**EXERCISE BRIEF:** Only the records, repeated exactly, should make up the response.

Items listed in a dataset

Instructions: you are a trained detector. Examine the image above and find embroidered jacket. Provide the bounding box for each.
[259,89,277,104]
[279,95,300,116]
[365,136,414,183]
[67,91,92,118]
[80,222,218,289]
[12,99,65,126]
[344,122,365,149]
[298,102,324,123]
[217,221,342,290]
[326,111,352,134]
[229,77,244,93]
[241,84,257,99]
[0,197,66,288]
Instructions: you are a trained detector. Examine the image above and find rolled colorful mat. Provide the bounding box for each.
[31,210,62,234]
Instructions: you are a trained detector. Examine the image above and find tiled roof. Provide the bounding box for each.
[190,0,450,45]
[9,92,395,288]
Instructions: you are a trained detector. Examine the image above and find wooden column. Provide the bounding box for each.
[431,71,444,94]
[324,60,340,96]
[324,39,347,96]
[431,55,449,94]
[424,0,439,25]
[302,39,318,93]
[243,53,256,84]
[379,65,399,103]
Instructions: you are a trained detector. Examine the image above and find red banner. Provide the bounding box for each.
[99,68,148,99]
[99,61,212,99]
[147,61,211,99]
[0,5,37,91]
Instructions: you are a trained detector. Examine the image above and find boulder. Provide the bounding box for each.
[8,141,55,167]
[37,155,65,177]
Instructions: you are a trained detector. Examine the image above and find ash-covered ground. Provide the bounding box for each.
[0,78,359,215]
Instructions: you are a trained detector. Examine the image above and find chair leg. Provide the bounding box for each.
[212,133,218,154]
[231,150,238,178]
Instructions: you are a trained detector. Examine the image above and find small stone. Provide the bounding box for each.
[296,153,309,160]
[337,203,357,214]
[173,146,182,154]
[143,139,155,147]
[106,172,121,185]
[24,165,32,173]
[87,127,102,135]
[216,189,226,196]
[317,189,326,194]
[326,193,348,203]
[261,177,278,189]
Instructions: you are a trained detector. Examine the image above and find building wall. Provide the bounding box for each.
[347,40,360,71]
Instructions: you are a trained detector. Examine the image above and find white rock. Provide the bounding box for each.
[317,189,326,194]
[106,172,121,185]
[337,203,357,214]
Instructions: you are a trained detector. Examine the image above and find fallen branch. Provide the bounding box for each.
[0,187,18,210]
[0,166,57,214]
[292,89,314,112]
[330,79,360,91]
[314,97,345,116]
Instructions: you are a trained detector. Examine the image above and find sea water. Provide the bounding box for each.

**EXERCISE ANSWER:**
Instructions: you are a trained detector. Examine the image above and find embroidered jacket. Provide the bounding box for each.
[259,89,277,104]
[279,95,300,116]
[365,136,414,183]
[67,91,92,118]
[80,222,218,289]
[12,99,65,126]
[344,122,365,149]
[298,102,324,123]
[217,221,342,290]
[326,111,352,134]
[229,77,244,93]
[241,84,257,99]
[0,197,66,288]
Instructions: you are a trained detector. Examine the image above and find rolled colorful mat. Provide the bounding box for each.
[31,210,62,234]
Instructions: you are a trained detector. Examine the image above and find tiled roof. Provide the bounding box for each.
[190,0,450,45]
[9,92,395,288]
Instructions: you are a trained detector. Examine the image above and find wooden column. Provide the bounding box for each.
[431,71,444,94]
[324,60,340,96]
[324,39,347,96]
[431,55,449,94]
[424,0,439,25]
[302,39,318,93]
[243,53,256,84]
[379,65,399,103]
Instructions: you are a trained detector. Examine the image above and find red banner. Provide the bounding box for each.
[99,68,148,99]
[99,61,212,99]
[147,61,211,99]
[0,5,37,91]
Instructions: you are a trained detector. Examine the image above and find boulder. Provide the bounding box for each.
[8,141,55,167]
[37,155,65,177]
Instructions: you are a trained detector. Examine the image above and find ash-covered ground. Provide the bounding box for each.
[0,78,359,215]
Instructions: you are a trained detector. Examine the image above and find chair leg. Provide the bounding box for each.
[212,133,218,154]
[231,150,238,178]
Instructions: you are a trained detector. Examine the image above and find small stone. Provide the bounding box for each.
[296,153,309,160]
[337,203,357,214]
[173,146,182,154]
[143,139,155,147]
[106,172,121,185]
[24,165,32,173]
[87,127,102,135]
[216,189,226,196]
[317,189,326,194]
[326,193,348,203]
[261,177,278,189]
Instructions: you are a trained detector. Examine the image above and find building wall. Provide the bounding box for each.
[347,40,360,71]
Instructions: you are a trained detector. Examine the image above and find white rock. Provide the bounding box for each.
[317,189,326,194]
[106,172,121,185]
[337,203,357,214]
Instructions: you are a trained detector. Examine the image above and find fallen branch. Provide the bounding box for each.
[0,187,18,210]
[0,166,57,214]
[292,89,314,112]
[330,79,360,91]
[314,97,345,116]
Instructions: you are a trained detector. Examine the image above and find sea water. Provide the bounding box for each.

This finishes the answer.